═════ Data to use

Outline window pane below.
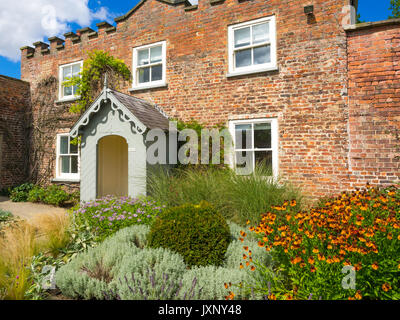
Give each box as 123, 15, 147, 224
71, 156, 78, 173
72, 86, 78, 95
138, 68, 150, 83
72, 63, 81, 77
254, 123, 271, 149
151, 65, 162, 81
60, 136, 69, 154
253, 23, 269, 44
235, 49, 251, 68
69, 143, 78, 154
63, 66, 72, 81
254, 151, 272, 175
235, 124, 252, 149
254, 45, 271, 64
150, 46, 162, 63
234, 27, 250, 48
61, 156, 70, 173
235, 151, 253, 175
138, 49, 149, 66
64, 87, 72, 97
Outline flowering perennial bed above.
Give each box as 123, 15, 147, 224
73, 196, 165, 239
240, 186, 400, 299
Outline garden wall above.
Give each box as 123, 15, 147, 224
0, 75, 30, 190
347, 19, 400, 185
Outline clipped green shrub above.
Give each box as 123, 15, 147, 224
43, 185, 71, 206
148, 202, 231, 267
27, 186, 46, 202
10, 183, 34, 202
56, 223, 276, 300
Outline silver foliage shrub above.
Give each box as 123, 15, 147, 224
110, 248, 186, 300
179, 266, 261, 300
56, 223, 271, 300
56, 225, 149, 299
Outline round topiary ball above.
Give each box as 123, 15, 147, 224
147, 202, 231, 267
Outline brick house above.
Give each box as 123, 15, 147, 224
0, 75, 30, 190
11, 0, 400, 199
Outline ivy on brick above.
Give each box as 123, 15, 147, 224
63, 50, 131, 114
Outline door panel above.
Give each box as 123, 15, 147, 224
97, 136, 128, 198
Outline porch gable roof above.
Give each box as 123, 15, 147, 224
69, 88, 169, 138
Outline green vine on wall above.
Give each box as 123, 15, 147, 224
63, 50, 131, 114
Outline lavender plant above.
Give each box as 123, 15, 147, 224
73, 196, 165, 241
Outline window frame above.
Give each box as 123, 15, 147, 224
229, 118, 279, 178
58, 60, 83, 101
227, 15, 278, 77
131, 41, 167, 90
56, 133, 81, 181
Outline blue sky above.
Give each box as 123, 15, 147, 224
0, 0, 390, 78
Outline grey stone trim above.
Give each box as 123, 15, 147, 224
76, 27, 94, 34
96, 21, 112, 29
114, 0, 188, 23
344, 19, 400, 32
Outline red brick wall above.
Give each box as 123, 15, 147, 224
0, 75, 30, 190
21, 0, 350, 196
348, 21, 400, 188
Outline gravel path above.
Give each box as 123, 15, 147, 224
0, 197, 67, 219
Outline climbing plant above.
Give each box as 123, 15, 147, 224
63, 50, 131, 114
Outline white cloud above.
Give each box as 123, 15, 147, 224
0, 0, 112, 61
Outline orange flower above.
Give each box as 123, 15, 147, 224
382, 282, 392, 292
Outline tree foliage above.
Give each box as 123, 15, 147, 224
64, 50, 131, 113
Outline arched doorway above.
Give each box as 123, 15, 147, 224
97, 135, 128, 198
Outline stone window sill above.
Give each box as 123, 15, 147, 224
51, 178, 81, 183
56, 96, 81, 104
226, 67, 279, 78
128, 82, 168, 92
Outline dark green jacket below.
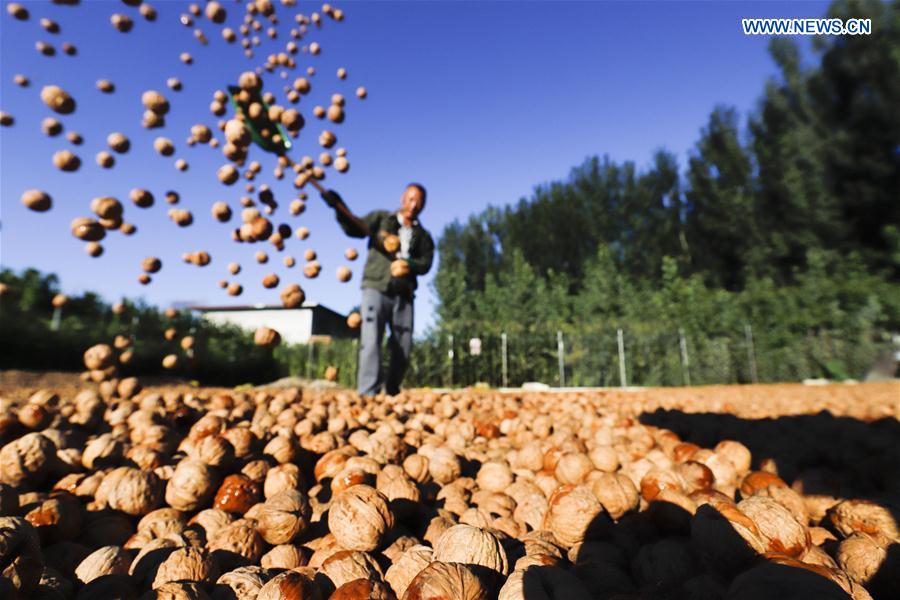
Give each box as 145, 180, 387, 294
322, 190, 434, 297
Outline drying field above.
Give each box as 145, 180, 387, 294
0, 372, 900, 600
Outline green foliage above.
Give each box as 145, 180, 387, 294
0, 269, 334, 385
415, 0, 900, 385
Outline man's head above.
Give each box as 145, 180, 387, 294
400, 183, 427, 221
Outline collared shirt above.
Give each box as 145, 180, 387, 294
397, 212, 418, 260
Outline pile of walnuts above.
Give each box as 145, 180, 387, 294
0, 370, 900, 600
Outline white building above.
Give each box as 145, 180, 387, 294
191, 303, 356, 344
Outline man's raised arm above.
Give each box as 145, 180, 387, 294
310, 179, 370, 238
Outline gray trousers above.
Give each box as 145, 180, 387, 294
357, 288, 413, 396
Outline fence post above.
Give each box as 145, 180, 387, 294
678, 329, 691, 385
556, 330, 566, 387
350, 338, 359, 385
744, 323, 759, 383
500, 332, 509, 387
131, 315, 139, 346
447, 333, 453, 387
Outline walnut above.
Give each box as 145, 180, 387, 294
24, 492, 84, 544
207, 519, 265, 570
222, 427, 256, 458
212, 567, 267, 600
384, 546, 433, 598
188, 435, 234, 468
75, 546, 131, 584
513, 493, 549, 529
260, 544, 309, 569
263, 435, 300, 464
640, 467, 683, 502
828, 500, 900, 541
0, 517, 44, 597
836, 533, 900, 598
140, 581, 209, 600
714, 440, 753, 476
138, 507, 187, 538
553, 452, 593, 485
434, 525, 509, 575
544, 486, 603, 547
403, 454, 431, 483
313, 448, 353, 481
475, 462, 513, 492
737, 496, 810, 557
590, 473, 640, 520
213, 475, 262, 514
257, 571, 319, 600
188, 508, 234, 538
675, 460, 716, 494
403, 561, 490, 600
319, 550, 382, 588
258, 490, 312, 545
128, 534, 183, 586
754, 485, 809, 525
740, 471, 788, 498
96, 467, 163, 516
428, 446, 462, 485
153, 547, 219, 588
0, 433, 56, 486
331, 579, 397, 600
328, 485, 394, 551
166, 459, 218, 511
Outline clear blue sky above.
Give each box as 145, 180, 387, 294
0, 0, 827, 334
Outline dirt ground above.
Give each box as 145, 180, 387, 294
0, 370, 900, 421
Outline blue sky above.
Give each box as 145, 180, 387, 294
0, 0, 827, 334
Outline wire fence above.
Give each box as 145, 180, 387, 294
407, 323, 892, 387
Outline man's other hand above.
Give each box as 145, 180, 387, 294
379, 231, 400, 254
391, 258, 409, 277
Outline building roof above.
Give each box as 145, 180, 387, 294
188, 302, 340, 315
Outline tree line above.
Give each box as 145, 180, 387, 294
422, 0, 900, 380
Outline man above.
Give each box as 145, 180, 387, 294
313, 180, 434, 396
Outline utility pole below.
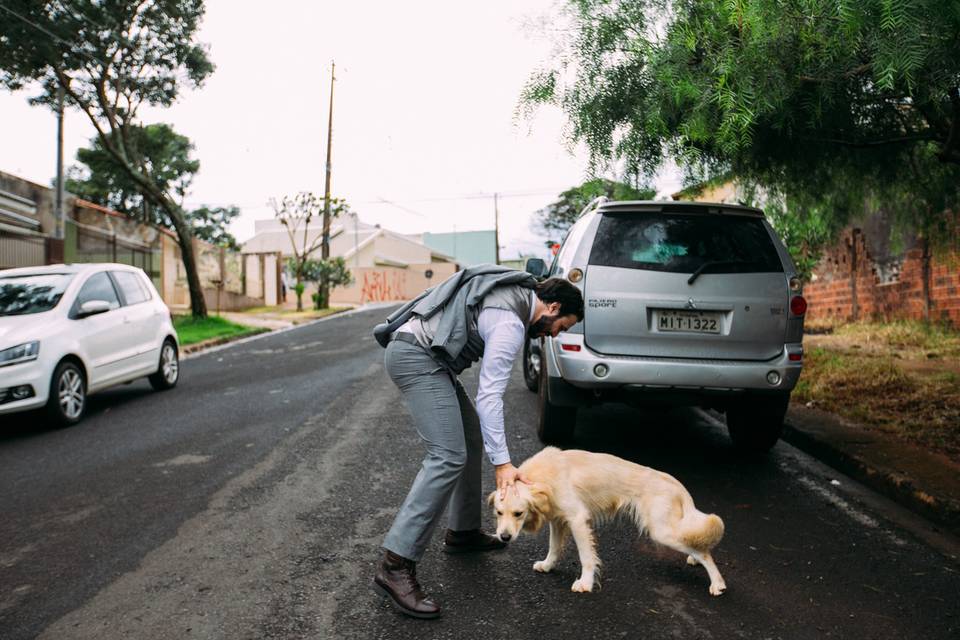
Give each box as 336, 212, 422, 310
320, 61, 336, 308
493, 193, 500, 264
53, 87, 64, 240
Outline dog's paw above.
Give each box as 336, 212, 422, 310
570, 578, 593, 593
533, 560, 553, 573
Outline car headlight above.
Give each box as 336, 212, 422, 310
0, 340, 40, 367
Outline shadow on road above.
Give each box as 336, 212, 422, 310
0, 384, 156, 444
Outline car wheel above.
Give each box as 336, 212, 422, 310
147, 338, 180, 391
523, 339, 540, 393
46, 360, 87, 427
727, 394, 790, 453
537, 367, 577, 446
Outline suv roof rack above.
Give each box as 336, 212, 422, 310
600, 200, 764, 218
577, 196, 610, 220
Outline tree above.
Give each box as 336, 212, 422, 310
303, 256, 353, 309
522, 0, 960, 234
66, 124, 240, 249
536, 178, 657, 241
0, 0, 213, 317
270, 191, 350, 311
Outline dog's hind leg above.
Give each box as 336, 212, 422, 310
533, 521, 570, 573
570, 514, 600, 592
690, 551, 727, 596
648, 526, 727, 596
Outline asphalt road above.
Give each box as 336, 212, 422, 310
0, 310, 960, 640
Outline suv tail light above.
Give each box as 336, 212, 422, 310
790, 296, 807, 316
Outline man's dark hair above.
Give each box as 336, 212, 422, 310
534, 278, 583, 320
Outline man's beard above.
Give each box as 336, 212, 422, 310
527, 314, 560, 338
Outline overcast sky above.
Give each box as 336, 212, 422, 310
0, 0, 679, 258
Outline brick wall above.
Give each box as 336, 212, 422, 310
804, 228, 960, 327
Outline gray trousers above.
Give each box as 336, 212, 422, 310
383, 341, 483, 561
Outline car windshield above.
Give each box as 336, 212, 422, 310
0, 273, 73, 316
590, 212, 783, 273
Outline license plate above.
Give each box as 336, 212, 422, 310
656, 309, 720, 333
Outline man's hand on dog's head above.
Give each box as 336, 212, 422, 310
493, 462, 530, 500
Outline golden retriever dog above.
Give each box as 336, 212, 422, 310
488, 447, 727, 596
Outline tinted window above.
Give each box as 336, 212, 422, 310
590, 213, 783, 273
0, 273, 73, 316
76, 271, 120, 309
111, 271, 150, 304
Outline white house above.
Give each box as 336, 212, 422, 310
242, 216, 459, 304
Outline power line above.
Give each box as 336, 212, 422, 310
380, 198, 426, 218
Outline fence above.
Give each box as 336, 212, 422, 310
66, 220, 161, 289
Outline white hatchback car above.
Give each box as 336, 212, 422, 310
0, 264, 180, 425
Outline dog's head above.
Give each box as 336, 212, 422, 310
487, 482, 550, 542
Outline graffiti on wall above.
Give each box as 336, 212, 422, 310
360, 270, 407, 303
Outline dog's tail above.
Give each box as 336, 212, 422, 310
680, 505, 723, 551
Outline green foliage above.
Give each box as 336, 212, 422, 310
270, 191, 350, 311
303, 256, 353, 309
65, 124, 200, 212
0, 0, 214, 108
536, 179, 656, 244
65, 124, 240, 250
0, 0, 213, 317
764, 190, 838, 282
173, 316, 263, 347
522, 0, 960, 242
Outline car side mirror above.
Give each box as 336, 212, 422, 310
77, 300, 110, 318
524, 258, 547, 278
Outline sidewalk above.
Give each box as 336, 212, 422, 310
783, 405, 960, 536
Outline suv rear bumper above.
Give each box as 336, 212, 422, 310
544, 333, 803, 399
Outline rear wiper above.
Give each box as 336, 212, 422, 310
687, 260, 756, 284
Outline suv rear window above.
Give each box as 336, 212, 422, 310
590, 212, 783, 273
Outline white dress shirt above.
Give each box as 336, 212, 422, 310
477, 300, 533, 465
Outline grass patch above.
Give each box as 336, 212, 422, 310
793, 344, 960, 457
173, 315, 263, 346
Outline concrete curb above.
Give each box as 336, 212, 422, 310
180, 327, 270, 355
782, 407, 960, 536
180, 302, 401, 360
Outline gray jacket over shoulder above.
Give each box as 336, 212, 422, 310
373, 264, 537, 361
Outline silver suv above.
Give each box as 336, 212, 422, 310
524, 199, 807, 452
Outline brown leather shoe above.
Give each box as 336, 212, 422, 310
443, 529, 507, 553
373, 551, 440, 619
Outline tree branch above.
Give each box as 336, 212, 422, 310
940, 87, 960, 162
810, 133, 937, 148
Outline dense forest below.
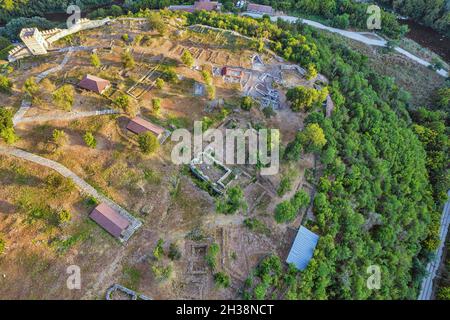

══════════

[Task prompt]: Write out the listing from the line with "Outline white house above." to the line with "680, 505, 723, 551", changing "hatchback" to "sedan" and leaving everything else the same.

[Correct answer]:
Outline white house above.
Give each box as 336, 212, 422, 310
242, 216, 459, 304
Outline power line above.
Give each box as 336, 212, 422, 310
380, 198, 426, 218
Outline fence above.
Give each box as 336, 212, 422, 310
66, 220, 161, 289
Outline white sedan car above.
Give each box as 336, 212, 422, 310
0, 264, 180, 425
Outline dog's head above.
Give each box as 336, 212, 422, 310
487, 482, 550, 542
Outline graffiti on wall above.
Give each box as 336, 212, 422, 310
360, 270, 407, 303
Outline dog's tail above.
Give each box as 336, 212, 422, 310
680, 505, 723, 551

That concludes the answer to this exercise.